Exactly as given, write out the lines from the one containing "of the roasted" through the end of the listing, with both ends included and nothing else.

┌──

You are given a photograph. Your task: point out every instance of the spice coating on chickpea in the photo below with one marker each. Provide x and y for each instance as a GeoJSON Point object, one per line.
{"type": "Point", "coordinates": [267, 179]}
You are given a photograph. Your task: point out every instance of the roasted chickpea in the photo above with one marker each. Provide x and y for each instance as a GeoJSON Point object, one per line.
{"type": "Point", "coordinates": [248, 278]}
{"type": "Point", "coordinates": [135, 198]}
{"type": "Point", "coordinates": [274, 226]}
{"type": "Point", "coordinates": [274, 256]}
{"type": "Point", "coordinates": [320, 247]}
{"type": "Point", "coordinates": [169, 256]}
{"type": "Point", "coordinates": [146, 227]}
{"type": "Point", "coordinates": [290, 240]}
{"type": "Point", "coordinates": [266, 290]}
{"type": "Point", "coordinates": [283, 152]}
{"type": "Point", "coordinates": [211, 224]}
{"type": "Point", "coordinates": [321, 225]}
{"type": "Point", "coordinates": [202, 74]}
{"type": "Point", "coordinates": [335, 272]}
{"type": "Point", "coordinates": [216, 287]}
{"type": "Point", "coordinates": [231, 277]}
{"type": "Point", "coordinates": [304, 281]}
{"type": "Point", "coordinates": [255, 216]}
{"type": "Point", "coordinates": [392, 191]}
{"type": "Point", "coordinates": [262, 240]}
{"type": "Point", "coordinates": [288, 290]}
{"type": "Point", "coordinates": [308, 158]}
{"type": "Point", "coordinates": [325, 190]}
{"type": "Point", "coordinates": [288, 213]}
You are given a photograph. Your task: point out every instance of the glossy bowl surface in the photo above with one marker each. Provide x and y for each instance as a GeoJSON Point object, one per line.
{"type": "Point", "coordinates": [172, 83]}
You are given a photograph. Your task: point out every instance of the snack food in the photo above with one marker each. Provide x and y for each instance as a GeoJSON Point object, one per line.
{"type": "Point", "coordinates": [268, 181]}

└──

(EXERCISE OUTPUT)
You are given a photograph. Your task: point out every instance of the roasted chickpea in the photo above with one marker each. Provide x and y for each instance as a GeoJSON Point object, one per line.
{"type": "Point", "coordinates": [248, 278]}
{"type": "Point", "coordinates": [135, 198]}
{"type": "Point", "coordinates": [274, 226]}
{"type": "Point", "coordinates": [274, 256]}
{"type": "Point", "coordinates": [320, 247]}
{"type": "Point", "coordinates": [169, 256]}
{"type": "Point", "coordinates": [146, 227]}
{"type": "Point", "coordinates": [290, 240]}
{"type": "Point", "coordinates": [266, 290]}
{"type": "Point", "coordinates": [283, 152]}
{"type": "Point", "coordinates": [211, 224]}
{"type": "Point", "coordinates": [321, 225]}
{"type": "Point", "coordinates": [202, 74]}
{"type": "Point", "coordinates": [335, 272]}
{"type": "Point", "coordinates": [216, 287]}
{"type": "Point", "coordinates": [231, 277]}
{"type": "Point", "coordinates": [304, 281]}
{"type": "Point", "coordinates": [255, 216]}
{"type": "Point", "coordinates": [392, 191]}
{"type": "Point", "coordinates": [262, 240]}
{"type": "Point", "coordinates": [288, 290]}
{"type": "Point", "coordinates": [308, 158]}
{"type": "Point", "coordinates": [325, 190]}
{"type": "Point", "coordinates": [288, 213]}
You are given a photograph. Your task: point out every instance of the glossy bowl surface in the photo above with one marker each. Provide x and y for each instance as a GeoJSON Point object, one per line.
{"type": "Point", "coordinates": [172, 83]}
You are given a photograph. Your task: point out every instance of the snack food in the photo above with one marker each. Provide x and y for each instance as a GeoJSON Point object, one per line.
{"type": "Point", "coordinates": [268, 181]}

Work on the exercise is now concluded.